(Dataset items)
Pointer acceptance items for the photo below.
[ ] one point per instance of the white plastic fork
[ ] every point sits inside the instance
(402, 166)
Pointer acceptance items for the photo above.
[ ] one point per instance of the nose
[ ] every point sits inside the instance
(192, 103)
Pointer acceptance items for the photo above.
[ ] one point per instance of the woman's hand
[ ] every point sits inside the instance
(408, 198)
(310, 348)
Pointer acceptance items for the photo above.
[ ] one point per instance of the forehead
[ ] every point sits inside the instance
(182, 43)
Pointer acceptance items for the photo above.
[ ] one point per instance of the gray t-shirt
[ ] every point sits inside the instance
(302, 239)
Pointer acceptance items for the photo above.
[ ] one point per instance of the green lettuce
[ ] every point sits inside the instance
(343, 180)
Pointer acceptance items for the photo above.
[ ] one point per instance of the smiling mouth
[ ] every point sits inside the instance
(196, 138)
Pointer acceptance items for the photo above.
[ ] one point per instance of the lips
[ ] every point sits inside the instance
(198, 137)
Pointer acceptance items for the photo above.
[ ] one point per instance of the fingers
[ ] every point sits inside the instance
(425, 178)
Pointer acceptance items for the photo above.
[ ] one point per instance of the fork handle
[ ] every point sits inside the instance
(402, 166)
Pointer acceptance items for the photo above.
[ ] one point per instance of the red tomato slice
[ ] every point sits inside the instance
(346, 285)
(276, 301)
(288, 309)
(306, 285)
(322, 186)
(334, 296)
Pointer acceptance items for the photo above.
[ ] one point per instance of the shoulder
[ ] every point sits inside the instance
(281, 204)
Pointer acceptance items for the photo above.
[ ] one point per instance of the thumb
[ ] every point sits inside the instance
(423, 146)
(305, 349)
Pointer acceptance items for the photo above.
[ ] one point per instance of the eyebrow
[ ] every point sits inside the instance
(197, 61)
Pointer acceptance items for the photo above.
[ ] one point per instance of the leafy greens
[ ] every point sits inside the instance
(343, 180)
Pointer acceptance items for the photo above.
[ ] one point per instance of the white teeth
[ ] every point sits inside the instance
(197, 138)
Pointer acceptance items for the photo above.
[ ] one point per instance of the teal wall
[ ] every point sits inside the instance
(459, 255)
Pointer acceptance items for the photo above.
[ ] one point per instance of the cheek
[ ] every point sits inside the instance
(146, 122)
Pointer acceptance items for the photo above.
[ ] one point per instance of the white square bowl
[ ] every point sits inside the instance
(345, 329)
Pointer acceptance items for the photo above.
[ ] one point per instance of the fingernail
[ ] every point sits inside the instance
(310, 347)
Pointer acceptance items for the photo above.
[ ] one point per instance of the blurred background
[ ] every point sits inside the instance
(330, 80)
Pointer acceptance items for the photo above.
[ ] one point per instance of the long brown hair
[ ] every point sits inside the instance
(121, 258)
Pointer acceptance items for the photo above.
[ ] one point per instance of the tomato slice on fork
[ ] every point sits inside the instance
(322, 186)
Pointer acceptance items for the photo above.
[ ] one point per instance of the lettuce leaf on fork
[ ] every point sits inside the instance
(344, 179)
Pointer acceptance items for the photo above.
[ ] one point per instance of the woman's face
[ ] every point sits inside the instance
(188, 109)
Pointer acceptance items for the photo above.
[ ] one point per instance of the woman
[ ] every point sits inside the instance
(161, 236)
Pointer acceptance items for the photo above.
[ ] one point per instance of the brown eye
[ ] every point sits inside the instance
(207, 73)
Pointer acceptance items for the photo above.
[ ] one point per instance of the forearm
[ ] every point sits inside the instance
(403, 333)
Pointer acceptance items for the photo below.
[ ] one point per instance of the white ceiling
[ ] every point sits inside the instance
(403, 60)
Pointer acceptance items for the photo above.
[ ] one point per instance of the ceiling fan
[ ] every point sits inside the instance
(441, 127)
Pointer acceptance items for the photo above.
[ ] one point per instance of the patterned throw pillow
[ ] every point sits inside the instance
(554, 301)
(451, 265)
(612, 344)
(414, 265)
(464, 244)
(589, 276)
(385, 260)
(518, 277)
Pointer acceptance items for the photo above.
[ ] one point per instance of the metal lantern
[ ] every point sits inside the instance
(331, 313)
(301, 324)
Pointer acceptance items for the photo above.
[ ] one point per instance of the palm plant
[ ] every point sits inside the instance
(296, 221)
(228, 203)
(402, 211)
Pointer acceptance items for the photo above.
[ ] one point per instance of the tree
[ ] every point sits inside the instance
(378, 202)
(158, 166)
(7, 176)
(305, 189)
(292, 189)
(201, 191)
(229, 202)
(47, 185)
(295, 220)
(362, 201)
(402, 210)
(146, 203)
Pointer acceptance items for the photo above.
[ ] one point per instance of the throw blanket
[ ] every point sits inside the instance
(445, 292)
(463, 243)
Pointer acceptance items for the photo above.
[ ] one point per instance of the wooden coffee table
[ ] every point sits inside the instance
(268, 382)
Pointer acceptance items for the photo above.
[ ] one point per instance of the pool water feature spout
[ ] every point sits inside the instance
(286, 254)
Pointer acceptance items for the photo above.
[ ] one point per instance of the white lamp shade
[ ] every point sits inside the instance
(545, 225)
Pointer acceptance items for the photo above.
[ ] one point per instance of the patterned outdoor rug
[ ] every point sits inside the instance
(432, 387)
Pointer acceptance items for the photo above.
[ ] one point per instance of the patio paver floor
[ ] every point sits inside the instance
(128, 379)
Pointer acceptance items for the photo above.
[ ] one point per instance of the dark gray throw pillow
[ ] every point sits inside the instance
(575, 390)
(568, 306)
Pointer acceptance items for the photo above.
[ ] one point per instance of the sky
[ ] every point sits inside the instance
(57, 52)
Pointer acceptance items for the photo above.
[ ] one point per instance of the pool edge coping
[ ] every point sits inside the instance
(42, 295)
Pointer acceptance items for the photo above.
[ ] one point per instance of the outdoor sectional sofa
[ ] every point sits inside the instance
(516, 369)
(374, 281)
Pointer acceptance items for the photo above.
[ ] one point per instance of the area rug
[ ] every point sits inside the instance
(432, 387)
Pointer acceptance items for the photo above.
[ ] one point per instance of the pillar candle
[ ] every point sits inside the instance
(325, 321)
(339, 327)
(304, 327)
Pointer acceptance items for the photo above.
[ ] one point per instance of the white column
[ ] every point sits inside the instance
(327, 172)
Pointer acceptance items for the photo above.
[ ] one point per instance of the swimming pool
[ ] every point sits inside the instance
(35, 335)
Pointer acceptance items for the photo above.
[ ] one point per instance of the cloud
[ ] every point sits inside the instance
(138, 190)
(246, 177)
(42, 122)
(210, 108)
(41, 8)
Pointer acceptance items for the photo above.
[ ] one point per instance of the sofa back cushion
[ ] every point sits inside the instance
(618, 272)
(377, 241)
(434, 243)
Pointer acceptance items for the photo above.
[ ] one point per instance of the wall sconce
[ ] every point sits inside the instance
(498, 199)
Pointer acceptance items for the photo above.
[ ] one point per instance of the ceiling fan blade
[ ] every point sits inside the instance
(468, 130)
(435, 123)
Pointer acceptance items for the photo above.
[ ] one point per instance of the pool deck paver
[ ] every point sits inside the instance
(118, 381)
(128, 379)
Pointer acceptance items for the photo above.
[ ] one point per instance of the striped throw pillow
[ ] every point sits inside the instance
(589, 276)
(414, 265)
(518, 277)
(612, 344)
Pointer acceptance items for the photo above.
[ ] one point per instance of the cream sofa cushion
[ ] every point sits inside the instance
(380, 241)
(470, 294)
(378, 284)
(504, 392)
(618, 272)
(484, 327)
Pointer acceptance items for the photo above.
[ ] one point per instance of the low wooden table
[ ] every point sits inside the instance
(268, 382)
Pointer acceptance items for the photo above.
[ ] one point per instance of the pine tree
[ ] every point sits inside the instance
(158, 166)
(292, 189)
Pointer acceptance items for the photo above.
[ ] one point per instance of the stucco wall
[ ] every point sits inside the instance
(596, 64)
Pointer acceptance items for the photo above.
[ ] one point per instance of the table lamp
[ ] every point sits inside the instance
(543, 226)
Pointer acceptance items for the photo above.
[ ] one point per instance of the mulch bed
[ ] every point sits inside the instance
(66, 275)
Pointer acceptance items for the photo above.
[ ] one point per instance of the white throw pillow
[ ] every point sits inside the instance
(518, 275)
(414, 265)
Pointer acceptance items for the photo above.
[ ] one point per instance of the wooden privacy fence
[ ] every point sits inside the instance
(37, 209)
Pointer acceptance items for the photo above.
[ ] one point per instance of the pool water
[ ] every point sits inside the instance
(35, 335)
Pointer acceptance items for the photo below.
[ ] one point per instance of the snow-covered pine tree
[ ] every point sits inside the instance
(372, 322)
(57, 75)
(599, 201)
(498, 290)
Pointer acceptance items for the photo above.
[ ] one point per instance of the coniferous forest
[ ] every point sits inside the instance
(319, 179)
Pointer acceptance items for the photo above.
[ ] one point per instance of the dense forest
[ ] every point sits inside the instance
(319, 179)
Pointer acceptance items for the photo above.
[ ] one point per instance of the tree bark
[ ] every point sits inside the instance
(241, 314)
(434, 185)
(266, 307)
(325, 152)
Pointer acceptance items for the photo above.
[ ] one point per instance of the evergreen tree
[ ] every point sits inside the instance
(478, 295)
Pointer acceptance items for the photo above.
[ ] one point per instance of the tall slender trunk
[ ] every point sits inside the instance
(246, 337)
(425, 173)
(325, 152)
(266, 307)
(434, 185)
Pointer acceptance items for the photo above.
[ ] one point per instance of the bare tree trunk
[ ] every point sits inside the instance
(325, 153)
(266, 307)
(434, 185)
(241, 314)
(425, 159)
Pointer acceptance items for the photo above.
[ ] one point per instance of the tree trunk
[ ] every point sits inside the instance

Description of the task -> Pick out every line in the data above that contains the word "patterned" and copy each of those lines in full.

Response ->
[ ] one point per instance of the patterned throw pillow
[ ] one point per instance of the patterned outdoor rug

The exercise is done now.